**Exercise goal:**
The result should be an exact copy of the entries that follow, with no pictures included.

**Information:**

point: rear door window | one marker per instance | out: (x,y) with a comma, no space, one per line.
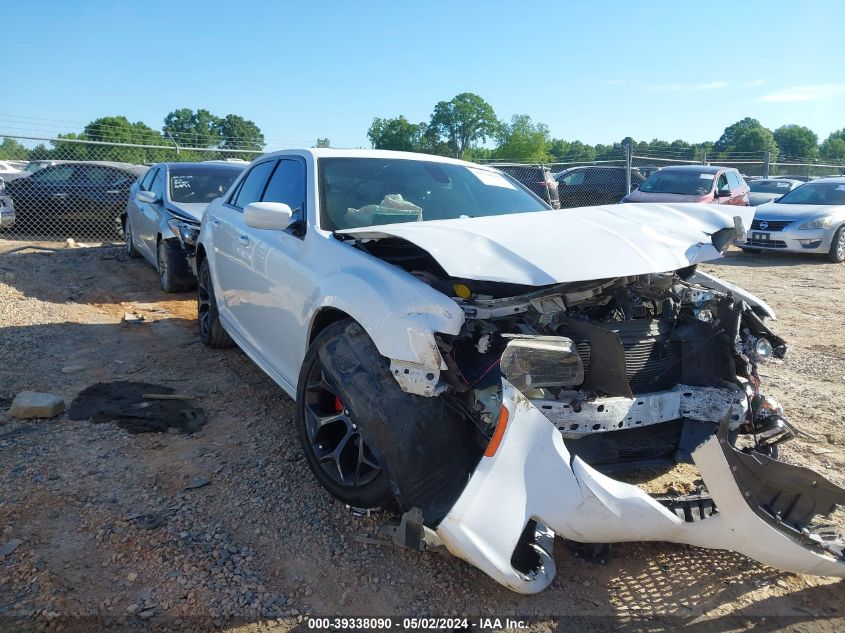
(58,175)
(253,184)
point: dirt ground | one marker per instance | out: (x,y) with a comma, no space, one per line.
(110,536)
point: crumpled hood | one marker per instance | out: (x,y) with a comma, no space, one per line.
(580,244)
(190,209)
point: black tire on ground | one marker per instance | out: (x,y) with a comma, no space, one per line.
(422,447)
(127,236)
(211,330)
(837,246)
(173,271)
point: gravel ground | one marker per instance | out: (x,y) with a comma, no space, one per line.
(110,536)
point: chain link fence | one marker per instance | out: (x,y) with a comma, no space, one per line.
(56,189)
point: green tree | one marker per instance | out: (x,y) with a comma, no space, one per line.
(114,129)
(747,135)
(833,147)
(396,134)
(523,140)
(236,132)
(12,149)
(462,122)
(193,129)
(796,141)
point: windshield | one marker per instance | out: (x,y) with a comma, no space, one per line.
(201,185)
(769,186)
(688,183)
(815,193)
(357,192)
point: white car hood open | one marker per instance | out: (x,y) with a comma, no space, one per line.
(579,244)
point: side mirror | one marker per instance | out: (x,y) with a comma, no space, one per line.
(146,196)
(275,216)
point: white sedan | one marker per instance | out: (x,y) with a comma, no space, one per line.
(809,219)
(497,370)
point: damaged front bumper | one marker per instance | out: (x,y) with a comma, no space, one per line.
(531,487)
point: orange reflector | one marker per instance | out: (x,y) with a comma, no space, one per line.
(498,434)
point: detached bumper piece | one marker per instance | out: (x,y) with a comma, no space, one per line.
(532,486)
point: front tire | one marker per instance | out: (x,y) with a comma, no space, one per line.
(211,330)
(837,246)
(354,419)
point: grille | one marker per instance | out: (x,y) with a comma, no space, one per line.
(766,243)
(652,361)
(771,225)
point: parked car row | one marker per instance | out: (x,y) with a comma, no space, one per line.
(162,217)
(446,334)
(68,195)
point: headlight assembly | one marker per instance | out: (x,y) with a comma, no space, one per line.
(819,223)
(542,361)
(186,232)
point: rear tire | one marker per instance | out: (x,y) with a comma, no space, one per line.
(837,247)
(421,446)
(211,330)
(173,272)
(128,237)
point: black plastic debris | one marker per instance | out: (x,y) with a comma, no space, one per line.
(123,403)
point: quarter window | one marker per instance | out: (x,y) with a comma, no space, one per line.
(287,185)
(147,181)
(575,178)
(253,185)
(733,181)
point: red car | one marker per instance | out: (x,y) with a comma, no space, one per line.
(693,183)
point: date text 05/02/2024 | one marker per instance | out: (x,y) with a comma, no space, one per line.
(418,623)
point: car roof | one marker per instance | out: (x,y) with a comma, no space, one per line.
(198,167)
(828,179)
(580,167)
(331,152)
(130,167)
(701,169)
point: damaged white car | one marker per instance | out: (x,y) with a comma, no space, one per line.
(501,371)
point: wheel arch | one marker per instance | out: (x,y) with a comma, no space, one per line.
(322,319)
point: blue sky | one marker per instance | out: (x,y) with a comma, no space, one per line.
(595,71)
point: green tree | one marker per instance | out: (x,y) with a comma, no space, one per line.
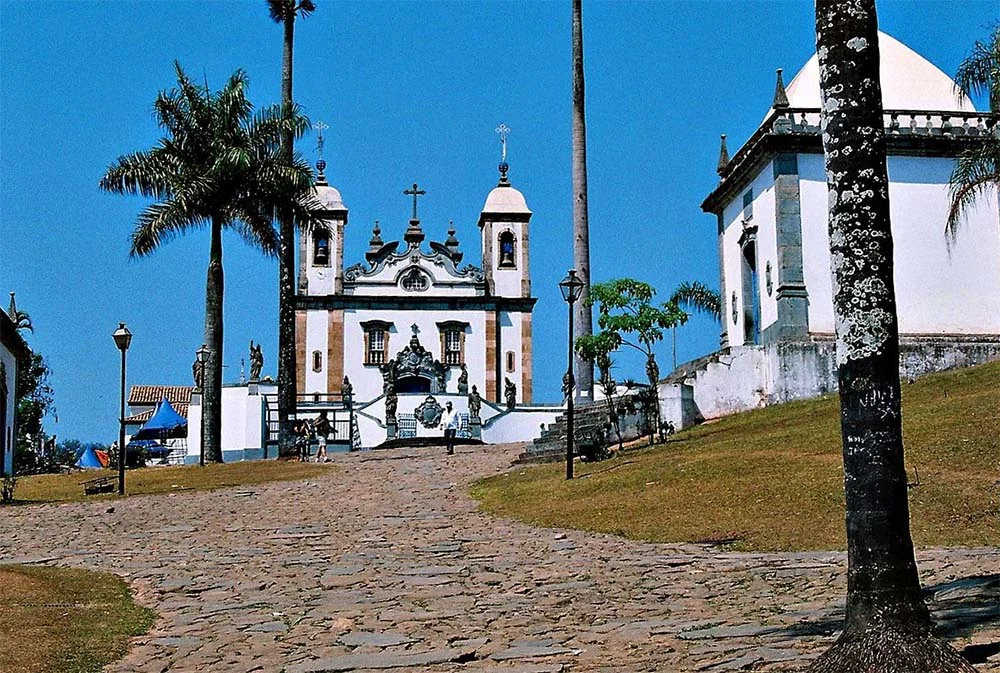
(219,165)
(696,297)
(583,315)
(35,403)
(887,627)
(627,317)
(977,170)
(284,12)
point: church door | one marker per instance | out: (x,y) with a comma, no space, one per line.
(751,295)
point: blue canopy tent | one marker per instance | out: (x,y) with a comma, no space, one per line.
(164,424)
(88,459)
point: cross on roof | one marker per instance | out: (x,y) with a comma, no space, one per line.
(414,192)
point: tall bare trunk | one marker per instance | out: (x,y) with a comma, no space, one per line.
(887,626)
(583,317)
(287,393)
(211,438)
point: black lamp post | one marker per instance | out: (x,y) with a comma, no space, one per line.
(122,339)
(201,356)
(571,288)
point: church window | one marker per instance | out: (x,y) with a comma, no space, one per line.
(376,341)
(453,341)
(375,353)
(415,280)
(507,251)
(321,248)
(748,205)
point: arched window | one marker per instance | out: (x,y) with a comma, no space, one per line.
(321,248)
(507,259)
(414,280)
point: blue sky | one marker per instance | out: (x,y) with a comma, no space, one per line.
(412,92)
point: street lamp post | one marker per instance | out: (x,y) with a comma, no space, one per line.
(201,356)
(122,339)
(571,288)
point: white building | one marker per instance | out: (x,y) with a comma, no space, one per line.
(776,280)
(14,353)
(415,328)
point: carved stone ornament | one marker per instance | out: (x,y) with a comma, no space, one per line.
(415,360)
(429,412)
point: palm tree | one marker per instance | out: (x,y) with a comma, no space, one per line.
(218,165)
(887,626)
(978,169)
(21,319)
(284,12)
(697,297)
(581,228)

**Written answer:**
point: rear door window | one marker per instance | out: (x,y) with a comma, no space, one per line.
(58,175)
(253,184)
point: dirt ground | one marker per instance | out: (x,y) with a comma, no space, one per line.
(110,536)
point: crumpled hood | one marker per instance | out: (x,y) with a comma, no space, one per line.
(580,244)
(190,209)
point: black tire on ground | one marker per instance | out: (x,y) with a comma, no space, one per line.
(422,447)
(127,236)
(211,330)
(837,246)
(173,271)
point: gravel ground | one marker per instance | out: (x,y) with a comma, no space, one per line.
(110,536)
point: chain link fence | one marker per instance | out: (x,y) with a comma, no space, one per line.
(56,189)
point: green tree | one marker per instance | out: (x,y) with a comma, no space, one per line.
(114,129)
(747,135)
(833,147)
(396,134)
(523,140)
(236,132)
(12,149)
(462,122)
(193,129)
(796,141)
point: windshield | one marker per instance | out: (x,y) with a comma, no space, one per line.
(201,185)
(769,186)
(688,183)
(815,193)
(357,192)
point: white car hood open | one marker per instance | out: (x,y) with a comma, no space, one per line.
(579,244)
point: side mirror | one marker per instance | out: (x,y) with a comma, no space, one per line.
(146,196)
(275,216)
point: white sedan | one marker per instance | out: (x,y) with a comma, no space, one per line.
(809,219)
(497,370)
point: damaged front bumper | one marker per instance | out: (x,y) with a comma, no space, one per line.
(531,487)
point: orange reflector | one marker per instance | out: (x,y) with a comma, no space, one per line.
(498,434)
point: detached bumper piece | one marker per instance | out: (x,y) with a comma, no space, one per line.
(532,486)
point: front tire | one marker per instance | out: (x,y) with a comma, no space, one per line.
(211,330)
(837,246)
(354,419)
point: grille | one marker per instance | out: (x,y) with a comma, no space, one per line.
(766,243)
(652,361)
(771,225)
point: parked car row | one marker per instance | out: (x,y) with a comma, no space, one per line.
(162,217)
(446,334)
(68,195)
point: headlight assembly | one marker per instance | out: (x,y) with a comma, no space, one per line.
(819,223)
(542,361)
(186,232)
point: rear tire | one marker per instance | out: (x,y) with a comma, no space, one per line.
(837,247)
(421,446)
(211,330)
(173,272)
(128,237)
point: black plastic debris | one marker per instance | out: (x,y) with a comma, no space, one per line.
(123,403)
point: quarter window | one marker per instance | out: (x,y) with a comma, no space, one per line.
(287,185)
(147,181)
(575,178)
(253,185)
(733,181)
point: red car | one marker per instance | out: (x,y) with a comma, no space, one per line.
(693,183)
point: date text 05/02/2024 | one marker per instance | out: (x,y) with a comma, no space, one per line.
(418,623)
point: car roof | one marker per instance | out: (x,y) with a comma, no space, one per line.
(198,167)
(828,179)
(580,167)
(331,152)
(130,167)
(701,169)
point: damaged white car | one marker per instance | out: (x,y) with a comma, no space, one per line.
(501,371)
point: wheel arch | one marker per instance | out: (x,y) with a comma, no space, one per line.
(322,319)
point: blue sky | one marker per instance | out: (x,y) with a comma, no space, one per line.
(595,71)
point: green tree | one marker per instance | out: (x,y) with a comma, no space, one per line.
(219,165)
(696,297)
(583,315)
(35,403)
(887,627)
(627,317)
(977,170)
(284,12)
point: church door | one marker per instance | out: (x,y) with a comma, no space, one per line.
(751,295)
point: blue canopy tent | one marker per instance | out: (x,y) with a comma, no space, one per line.
(164,424)
(88,459)
point: cross on roof | one marker per instance | out: (x,y) with a comma, no space, one per line.
(414,192)
point: tall bare trunk | one marker per instance | out: (x,y) with a comma, no space, one per line.
(887,626)
(583,317)
(287,393)
(211,438)
point: black lamp post | one marker per instance | out: (x,y) with a comma, no space, one per line.
(122,339)
(201,356)
(571,288)
point: church window | one marker per instance | out: (x,y) with a comma, no space, one per line.
(376,341)
(453,341)
(375,353)
(415,280)
(507,251)
(321,248)
(748,205)
point: arched window | one marker per instance | out: (x,y) with a comma, no space, one per line.
(321,248)
(507,259)
(414,280)
point: blue sky | one marker per instance | out: (x,y) with a comma, no space, one per line.
(412,92)
point: street lamp post | one marker per instance | out: (x,y) with a comma, no space, one per line.
(201,356)
(122,339)
(571,288)
point: white building | one marker per instance | out: (x,y) with a comma, no space, one per line.
(776,280)
(14,353)
(415,328)
point: carved stone ornament | one marker per instance | out: (x,y) with a comma, no space, one per line.
(415,360)
(429,412)
point: palm tree | one marker per instance | out: (x,y) with a comma, no space, one per line.
(218,165)
(887,626)
(978,169)
(21,319)
(284,12)
(697,297)
(581,228)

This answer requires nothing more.